This means that either that correction can now be compartmentalized as a wxy (which breaks down as "abc-x-abc") and a fully completed wave structure -- OR -- the expanded flat is still unfolding as a more complex wave, and the low at 2441 was wave (b) of that more complex expanded flat.
This has become a very challenging micro count for that reason, but the good news is that the first two leading contenders both have similar outcomes: They head a bit lower, then rally back up to new all-time-highs.
There are also two outlier counts: First is the possibility of a subdividing fifth wave, which would be quite bullish and would become the leader on a direct sustained breakout over 2556; second is the possibility that the rally is over for now, and there are no more fourth waves to unwind at micro wave degree. We'll burn the bridge on the second option if we come to it (if the market follows the black path below, then I'll discuss the more bearish option in added detail next update)
I've outlined the two "leading contender counts," which both head lower first, then head back up to new highs, on the chart below. Keep in mind that these counts are shown conservatively, and could head lower than shown.
On the bigger-picture chart, SPX indeed found support at the black trend line I'd mentioned. If the "leading contender" counts discussed above are correct, then we might get a whipsaw beneath that trend line in the upcoming sessions:
In conclusion, the decline from 2555 looks impulsive, so it's reasonably likely that we'll head lower over the upcoming sessions. From the looks of things at the moment, that won't be "the end of the rally," though, it will just be part of a more complex correction. Since the two leading counts are both at least near-term bearish, I'll simply note what to do if that's wrong: In the event we were to immediately sustain a breakout over 2556, then we might be dealing with a subdividing fifth wave, and bears might do well to stand aside until that clarifies. Trade safe.
Monday, October 9, 2017
SPX Update
Last update assumed that Friday's decline would be a corrective fourth wave, and so far we don't have a definite answer from the market on whether that was correct or not. Let's look at a near-term chart first, to see how this move breaks down:
No change to the bigger picture, except to note that the decline found support a bit higher than the noted trend line. This suggests that either buying pressure was too strong for SPX to make it "all the way down," or the decline was in fact wave 1/a and we'll tag (or break) the trend line on the next wave down. Either way, I am still inclined to think the rally has at least a bit farther to run.
Over the weekend, a reader asked why wave 3 on the chart above appeared to be the shortest wave. It appears that way simply because the chart lacks the level of detail needed to see where wave 1 actually ends, and thus to see that 3 is not the shortest wave.
Below, I've drawn up a quick, more detailed look at the wave structure. As we can see, wave 1 appears to have had what Elliott referred to as "an irregular top" -- or what we would refer to as "an expanded flat." The actual price high appears to be a B-wave, while wave 1 appears to end prior to the price high:
In conclusion, I'm inclined to think that Friday's dip was wave C of an expanded flat, and thus that the rally is still underway. It is a little tricky, because the decline was impulsive, so there's only a narrow margin for error here. If the prior high at 2552 wave is not a B-wave, then Friday's decline was only the first leg down of either a two-legged correction or the start of something more significant. Bears are of course free to ignore my interpretation, and act in whatever manner their conscience dictates. Trade safe.

Box-labeled dataset lines:
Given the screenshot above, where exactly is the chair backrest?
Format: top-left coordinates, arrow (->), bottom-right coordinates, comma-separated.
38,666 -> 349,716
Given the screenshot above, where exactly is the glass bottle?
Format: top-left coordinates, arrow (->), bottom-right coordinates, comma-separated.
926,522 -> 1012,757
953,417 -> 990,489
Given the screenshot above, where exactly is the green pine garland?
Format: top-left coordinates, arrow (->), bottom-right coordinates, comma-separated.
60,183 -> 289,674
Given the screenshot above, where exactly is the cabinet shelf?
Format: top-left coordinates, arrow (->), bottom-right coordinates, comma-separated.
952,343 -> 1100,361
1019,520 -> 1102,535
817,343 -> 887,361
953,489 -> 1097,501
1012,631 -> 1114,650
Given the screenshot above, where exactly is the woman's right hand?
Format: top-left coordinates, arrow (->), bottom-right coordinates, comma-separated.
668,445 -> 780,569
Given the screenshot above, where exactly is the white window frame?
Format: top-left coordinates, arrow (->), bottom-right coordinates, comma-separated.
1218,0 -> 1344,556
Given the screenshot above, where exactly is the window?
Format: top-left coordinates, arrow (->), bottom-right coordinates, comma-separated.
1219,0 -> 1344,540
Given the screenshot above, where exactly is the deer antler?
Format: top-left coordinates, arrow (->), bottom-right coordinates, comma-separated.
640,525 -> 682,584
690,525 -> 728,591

#### [Set problem]
According to the SPX update, a direct sustained breakout over what level would make the subdividing fifth wave the leading count? The lines stand apart from the SPX update and are separate material.

#### [Exercise answer]
2556